:: Extracted text ::
/---

In the beginning, “you hit low-hanging fruits that have an immediate impact,” he said. “As you move further down the line, it’s more than that instant gratification to more of customer satisfaction.”

While not all OEMs are demanding vendors adopt lean, some are doing so voluntarily because they see the benefits and the impact on customers. For others, it’s a matter of survival. Les Hyatt, director of sales and marketing for Durham, CT-based Hobson Motzer, a precision metal stamping supplier, said one major customer threatened to pull its business if the company could not lower its prices. As a result, Hobson and Motzer implemented lean manufacturing to cut costs to maintain margins.

“Why do we do it? There are two things going on in the marketplace: there are suppliers increasing raw material prices, and we have customers wanting price reduction,” he said.

In some instances, though, vendors are only required to comply with the customer’s kanban procurement scheme and asked to carry inventory on their behalf. Some vendors receive blank orders and fill them accordingly. Some are engaged in vendor-managed inventory as OEMs entrust more of their operations to suppliers. In opening their books and sharing forecasts, some orthopedic product manufacturers adopting lean or just-in-time manufacturing have come to rely on suppliers to make their program work.

\---

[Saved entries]

/---

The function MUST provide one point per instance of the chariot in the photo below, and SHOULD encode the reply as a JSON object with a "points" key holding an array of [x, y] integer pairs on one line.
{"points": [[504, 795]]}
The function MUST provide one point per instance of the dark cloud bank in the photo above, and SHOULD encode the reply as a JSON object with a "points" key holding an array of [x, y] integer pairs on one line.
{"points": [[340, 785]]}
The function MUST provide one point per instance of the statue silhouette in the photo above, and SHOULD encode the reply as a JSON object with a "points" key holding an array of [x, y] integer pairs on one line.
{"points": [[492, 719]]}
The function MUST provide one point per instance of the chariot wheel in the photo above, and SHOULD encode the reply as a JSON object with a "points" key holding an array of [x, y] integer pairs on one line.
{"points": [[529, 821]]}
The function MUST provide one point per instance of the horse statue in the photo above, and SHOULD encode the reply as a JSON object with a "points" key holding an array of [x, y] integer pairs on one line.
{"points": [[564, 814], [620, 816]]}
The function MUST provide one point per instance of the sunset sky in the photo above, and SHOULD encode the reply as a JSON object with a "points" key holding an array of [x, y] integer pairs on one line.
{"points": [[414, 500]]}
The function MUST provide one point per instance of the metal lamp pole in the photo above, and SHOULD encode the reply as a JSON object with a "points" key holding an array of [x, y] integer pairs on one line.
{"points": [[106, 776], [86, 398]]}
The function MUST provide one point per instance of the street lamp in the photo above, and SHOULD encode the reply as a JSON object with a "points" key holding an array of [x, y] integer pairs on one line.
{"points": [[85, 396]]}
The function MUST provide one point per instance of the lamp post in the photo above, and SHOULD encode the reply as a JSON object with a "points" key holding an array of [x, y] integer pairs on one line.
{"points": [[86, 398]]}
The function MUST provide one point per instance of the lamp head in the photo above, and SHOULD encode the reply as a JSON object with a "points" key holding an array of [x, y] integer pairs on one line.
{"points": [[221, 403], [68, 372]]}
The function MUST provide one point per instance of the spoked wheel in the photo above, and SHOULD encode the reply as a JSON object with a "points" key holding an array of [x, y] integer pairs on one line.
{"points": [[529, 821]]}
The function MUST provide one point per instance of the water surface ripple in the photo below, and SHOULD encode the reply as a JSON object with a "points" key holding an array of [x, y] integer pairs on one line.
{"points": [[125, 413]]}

\---

:: Assigned task A ::
In the text on lean manufacturing, what did one major customer threaten to do if Hobson Motzer could not lower its prices?
:: Assigned task B ::
Copy everything in the lean manufacturing text from "While not all" down to "to maintain margins.".

:: Your response A ::
Pull its business.

:: Your response B ::
While not all OEMs are demanding vendors adopt lean, some are doing so voluntarily because they see the benefits and the impact on customers. For others, it’s a matter of survival. Les Hyatt, director of sales and marketing for Durham, CT-based Hobson Motzer, a precision metal stamping supplier, said one major customer threatened to pull its business if the company could not lower its prices. As a result, Hobson and Motzer implemented lean manufacturing to cut costs to maintain margins.